(Dataset items)
■ ■ ■ ■ ■ ■ ■

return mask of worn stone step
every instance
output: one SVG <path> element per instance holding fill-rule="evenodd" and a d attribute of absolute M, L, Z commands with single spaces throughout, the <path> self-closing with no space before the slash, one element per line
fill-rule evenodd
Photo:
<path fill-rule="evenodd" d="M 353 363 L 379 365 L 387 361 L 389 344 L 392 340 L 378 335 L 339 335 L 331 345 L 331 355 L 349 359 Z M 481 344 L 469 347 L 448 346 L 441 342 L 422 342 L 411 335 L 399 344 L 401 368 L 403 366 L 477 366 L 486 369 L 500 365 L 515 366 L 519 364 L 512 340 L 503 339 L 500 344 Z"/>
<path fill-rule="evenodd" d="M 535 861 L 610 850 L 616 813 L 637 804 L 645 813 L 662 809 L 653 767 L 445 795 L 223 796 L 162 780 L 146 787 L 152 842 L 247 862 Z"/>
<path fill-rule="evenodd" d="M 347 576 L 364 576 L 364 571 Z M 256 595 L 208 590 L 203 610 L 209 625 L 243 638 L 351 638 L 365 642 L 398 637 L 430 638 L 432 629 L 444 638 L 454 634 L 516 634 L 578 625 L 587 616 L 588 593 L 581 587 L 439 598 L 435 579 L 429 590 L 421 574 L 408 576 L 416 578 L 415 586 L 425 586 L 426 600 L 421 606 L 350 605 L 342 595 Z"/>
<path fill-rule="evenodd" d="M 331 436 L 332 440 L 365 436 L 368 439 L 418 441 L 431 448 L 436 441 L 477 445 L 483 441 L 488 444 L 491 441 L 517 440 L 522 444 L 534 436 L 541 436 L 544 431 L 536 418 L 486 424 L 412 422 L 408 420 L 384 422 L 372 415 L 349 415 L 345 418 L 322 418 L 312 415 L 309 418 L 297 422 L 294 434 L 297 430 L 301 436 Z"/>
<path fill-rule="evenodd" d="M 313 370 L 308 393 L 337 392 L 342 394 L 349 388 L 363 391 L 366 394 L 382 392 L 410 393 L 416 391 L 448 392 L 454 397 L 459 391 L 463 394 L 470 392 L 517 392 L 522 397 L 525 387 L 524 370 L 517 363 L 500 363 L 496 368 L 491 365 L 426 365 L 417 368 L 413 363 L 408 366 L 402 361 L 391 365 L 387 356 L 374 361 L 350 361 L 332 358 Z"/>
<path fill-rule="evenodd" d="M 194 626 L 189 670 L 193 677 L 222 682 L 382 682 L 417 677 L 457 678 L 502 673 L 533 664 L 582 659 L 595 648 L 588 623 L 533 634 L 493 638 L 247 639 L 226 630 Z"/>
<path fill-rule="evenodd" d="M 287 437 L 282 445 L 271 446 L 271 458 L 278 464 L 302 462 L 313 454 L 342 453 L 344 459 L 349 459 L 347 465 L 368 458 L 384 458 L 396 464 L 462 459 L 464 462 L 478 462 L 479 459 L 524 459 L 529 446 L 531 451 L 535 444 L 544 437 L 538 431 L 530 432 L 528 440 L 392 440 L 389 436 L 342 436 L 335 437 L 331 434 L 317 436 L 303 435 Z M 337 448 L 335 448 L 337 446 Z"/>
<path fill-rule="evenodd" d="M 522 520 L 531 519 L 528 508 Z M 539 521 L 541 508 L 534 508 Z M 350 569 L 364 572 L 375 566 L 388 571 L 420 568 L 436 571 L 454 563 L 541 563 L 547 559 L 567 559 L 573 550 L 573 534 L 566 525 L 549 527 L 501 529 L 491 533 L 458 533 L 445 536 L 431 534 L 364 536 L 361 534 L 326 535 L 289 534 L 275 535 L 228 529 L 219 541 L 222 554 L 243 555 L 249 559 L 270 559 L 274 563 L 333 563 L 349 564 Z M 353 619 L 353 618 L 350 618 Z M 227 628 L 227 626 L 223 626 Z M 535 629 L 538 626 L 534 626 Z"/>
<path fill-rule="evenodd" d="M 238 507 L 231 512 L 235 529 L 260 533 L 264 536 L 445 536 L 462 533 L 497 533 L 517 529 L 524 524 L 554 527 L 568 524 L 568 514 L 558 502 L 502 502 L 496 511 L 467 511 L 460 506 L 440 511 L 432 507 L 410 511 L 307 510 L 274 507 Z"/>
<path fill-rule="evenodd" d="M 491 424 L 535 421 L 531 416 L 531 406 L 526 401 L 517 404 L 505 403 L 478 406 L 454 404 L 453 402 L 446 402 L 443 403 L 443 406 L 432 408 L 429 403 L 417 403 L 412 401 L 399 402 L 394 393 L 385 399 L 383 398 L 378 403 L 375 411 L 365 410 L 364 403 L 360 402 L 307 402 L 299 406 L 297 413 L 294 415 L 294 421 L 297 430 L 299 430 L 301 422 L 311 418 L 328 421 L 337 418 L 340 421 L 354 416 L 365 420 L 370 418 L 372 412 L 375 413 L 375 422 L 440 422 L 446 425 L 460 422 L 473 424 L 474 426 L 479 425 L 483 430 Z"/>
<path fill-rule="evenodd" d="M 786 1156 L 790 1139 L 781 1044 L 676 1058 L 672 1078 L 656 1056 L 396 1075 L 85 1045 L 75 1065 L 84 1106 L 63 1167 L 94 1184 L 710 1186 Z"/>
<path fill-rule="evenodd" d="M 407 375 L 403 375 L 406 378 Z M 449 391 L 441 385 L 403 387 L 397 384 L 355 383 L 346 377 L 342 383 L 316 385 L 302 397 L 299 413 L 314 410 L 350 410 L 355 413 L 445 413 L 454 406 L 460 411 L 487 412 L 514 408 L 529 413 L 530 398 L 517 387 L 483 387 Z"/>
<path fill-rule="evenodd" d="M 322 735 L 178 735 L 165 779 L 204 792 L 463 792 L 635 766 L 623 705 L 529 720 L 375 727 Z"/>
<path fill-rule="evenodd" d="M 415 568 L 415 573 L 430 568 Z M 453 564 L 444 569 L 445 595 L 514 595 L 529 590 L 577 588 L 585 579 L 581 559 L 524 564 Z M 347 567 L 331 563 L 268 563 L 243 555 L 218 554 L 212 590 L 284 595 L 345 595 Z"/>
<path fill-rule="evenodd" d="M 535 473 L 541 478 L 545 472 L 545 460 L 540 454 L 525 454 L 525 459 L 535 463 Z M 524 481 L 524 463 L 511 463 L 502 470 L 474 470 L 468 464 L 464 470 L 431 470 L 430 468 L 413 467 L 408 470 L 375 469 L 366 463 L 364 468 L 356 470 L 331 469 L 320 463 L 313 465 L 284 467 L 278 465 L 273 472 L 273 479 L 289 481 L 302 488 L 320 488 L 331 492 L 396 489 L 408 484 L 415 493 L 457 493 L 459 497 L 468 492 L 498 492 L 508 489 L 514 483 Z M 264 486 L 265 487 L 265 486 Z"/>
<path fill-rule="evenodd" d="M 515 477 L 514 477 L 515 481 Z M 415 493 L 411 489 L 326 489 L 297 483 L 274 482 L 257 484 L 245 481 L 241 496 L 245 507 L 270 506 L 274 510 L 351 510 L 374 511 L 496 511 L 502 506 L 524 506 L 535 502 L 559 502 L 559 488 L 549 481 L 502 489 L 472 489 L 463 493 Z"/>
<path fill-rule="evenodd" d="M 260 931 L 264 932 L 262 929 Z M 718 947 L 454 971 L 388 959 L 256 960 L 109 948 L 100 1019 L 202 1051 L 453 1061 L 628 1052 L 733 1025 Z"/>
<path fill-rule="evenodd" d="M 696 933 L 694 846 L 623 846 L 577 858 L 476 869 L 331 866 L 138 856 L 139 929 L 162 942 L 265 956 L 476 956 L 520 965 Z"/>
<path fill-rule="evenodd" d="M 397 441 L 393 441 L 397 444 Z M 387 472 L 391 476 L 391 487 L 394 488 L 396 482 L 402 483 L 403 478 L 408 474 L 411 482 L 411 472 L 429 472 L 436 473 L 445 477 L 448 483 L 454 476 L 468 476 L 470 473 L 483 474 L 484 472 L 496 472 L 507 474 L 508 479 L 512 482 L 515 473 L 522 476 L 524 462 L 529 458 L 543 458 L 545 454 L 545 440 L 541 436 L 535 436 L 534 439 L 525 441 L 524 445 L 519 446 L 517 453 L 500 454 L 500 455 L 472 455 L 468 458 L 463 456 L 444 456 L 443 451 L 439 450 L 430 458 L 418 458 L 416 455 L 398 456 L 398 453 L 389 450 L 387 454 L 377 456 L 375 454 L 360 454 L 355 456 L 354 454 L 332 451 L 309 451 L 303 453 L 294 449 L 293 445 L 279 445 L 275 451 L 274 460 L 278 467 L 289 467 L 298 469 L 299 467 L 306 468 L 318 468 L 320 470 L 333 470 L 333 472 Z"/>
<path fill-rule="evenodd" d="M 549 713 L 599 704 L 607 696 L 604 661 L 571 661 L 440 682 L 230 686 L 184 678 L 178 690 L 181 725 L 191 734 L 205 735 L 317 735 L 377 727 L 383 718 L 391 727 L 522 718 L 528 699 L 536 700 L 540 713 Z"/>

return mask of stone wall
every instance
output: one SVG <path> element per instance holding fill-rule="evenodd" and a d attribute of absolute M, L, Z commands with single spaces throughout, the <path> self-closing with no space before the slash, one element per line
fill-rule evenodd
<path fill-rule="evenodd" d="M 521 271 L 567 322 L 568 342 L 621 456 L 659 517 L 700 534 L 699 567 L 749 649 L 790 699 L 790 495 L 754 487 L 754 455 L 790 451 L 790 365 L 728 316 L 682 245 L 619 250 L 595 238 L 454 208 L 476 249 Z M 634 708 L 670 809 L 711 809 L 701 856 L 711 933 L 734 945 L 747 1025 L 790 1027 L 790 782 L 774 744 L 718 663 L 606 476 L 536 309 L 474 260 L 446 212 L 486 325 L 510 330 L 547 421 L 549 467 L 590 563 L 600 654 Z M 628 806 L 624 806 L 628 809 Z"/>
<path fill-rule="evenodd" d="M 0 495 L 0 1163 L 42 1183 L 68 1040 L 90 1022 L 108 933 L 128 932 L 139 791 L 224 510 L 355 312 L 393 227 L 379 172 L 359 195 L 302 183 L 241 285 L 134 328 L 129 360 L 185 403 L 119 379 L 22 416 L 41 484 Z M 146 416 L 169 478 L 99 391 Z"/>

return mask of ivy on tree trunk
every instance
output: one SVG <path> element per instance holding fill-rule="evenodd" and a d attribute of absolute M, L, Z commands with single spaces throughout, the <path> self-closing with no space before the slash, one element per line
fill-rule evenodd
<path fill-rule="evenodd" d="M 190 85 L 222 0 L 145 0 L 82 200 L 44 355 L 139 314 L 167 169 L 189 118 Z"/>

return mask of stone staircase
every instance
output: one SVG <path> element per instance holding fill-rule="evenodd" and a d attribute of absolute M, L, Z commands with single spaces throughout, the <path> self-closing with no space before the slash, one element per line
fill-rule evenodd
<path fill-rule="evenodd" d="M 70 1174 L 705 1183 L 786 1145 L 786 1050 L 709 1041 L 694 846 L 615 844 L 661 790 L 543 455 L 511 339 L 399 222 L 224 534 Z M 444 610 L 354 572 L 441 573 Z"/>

■ ■ ■ ■ ■ ■ ■

What you are asked to do
Repeat only the stretch of lines that opens with the line containing "return mask of stone staircase" and closes with the final line of the entries, both included, exactly as written.

Task solution
return mask of stone staircase
every instance
output: one SVG <path> element per instance holding fill-rule="evenodd" and a d attribute of absolute M, L, Z commands with single spaces throughout, the <path> self-closing with no space before the slash, one element per line
fill-rule evenodd
<path fill-rule="evenodd" d="M 70 1174 L 705 1183 L 786 1145 L 786 1050 L 709 1041 L 694 846 L 615 844 L 661 790 L 543 455 L 511 339 L 399 222 L 224 534 Z M 444 610 L 354 572 L 441 573 Z"/>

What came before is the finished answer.